## Problem description
In the review of The Joy Of Knowing Pete, where did Pete spend his last weeks?

## Extract provided
======

Hazel Morgan writes of The Joy Of Knowing Pete. That’s her late son Pete, born with Down syndrome and profound and multiple learning disabilities.
“Do not despair,” seems to be her message, for Pete is a joy throughout his short 18-year life. Morgan tells it all in a book about love and sharing the good and the bad – a memoir of the ups and the downs of loving a child with profound disabilities.
Read Morgan’s book for her insight into her son’s likes and dislikes, and his real appreciation of the changing world about him.
An example is Pete’s hatred of snow, and how it interfered with his delight in walking. His satisfaction with life is shown in the progression from first days in school to his last weeks in the Chantry, a Sue Ryder specialist neurological care centre in Ipswich. There he received wonderful care in what was, apart when he was from living with his family, his final home.
This book is permeated with lessons on how parents and siblings live with disability. Morgan does not write like the Oxford graduate she is but tells us straight how it is an experience like no other.
Parents and siblings will read how the Morgan family coped; Pete’s days and nights at home, the holidays, interactions with the wider family, the schools, the travel by train and car, and the last days.

======

## Information provided
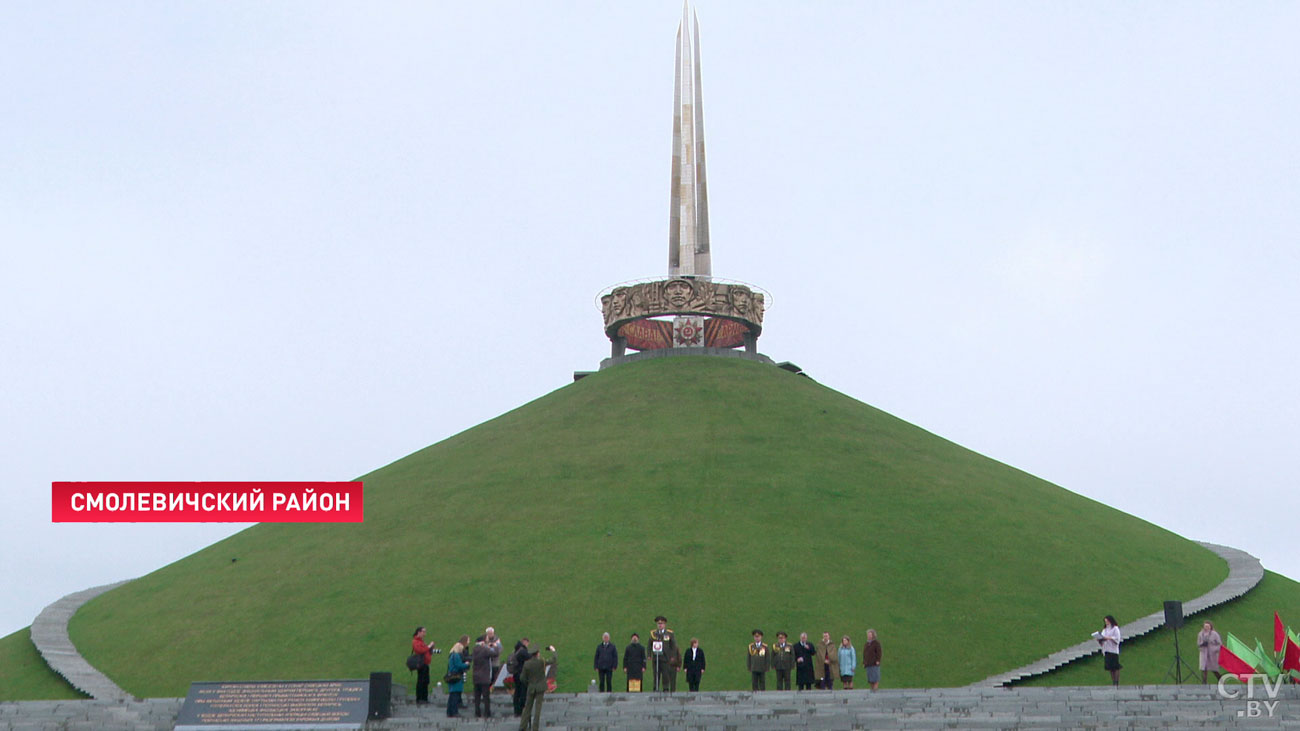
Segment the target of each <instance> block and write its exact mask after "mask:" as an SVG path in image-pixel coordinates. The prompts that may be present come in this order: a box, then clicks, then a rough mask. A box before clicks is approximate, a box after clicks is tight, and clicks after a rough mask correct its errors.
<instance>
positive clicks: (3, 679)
mask: <svg viewBox="0 0 1300 731" xmlns="http://www.w3.org/2000/svg"><path fill="white" fill-rule="evenodd" d="M85 697H86V696H85V695H82V693H81V692H79V691H78V689H77V688H73V687H72V685H69V684H68V680H64V679H62V678H61V676H60V675H59V674H56V672H55V671H53V670H51V669H49V666H48V665H45V659H44V658H43V657H40V653H38V652H36V646H35V645H32V644H31V628H30V627H29V628H25V630H18V631H17V632H14V633H12V635H9V636H6V637H0V701H17V700H23V701H47V700H48V701H61V700H78V698H85Z"/></svg>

======

## Expected answer
At the Chantry, a Sue Ryder specialist neurological care centre in Ipswich.